#### Source data

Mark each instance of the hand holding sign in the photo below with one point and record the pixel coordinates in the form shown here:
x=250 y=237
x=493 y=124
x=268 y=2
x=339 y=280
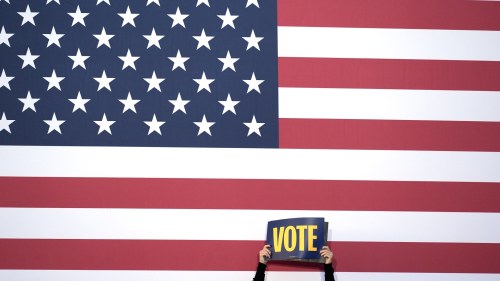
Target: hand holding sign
x=327 y=254
x=265 y=254
x=299 y=239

########

> _What you have to do_
Return the complete data unchanged and include none of the pictures.

> _Reply_
Mark each instance of the hand holding sign in the photo below with one point and record the pixel coordinates in the form shown here:
x=250 y=237
x=493 y=124
x=268 y=2
x=339 y=280
Target: hand holding sign
x=327 y=254
x=265 y=254
x=299 y=239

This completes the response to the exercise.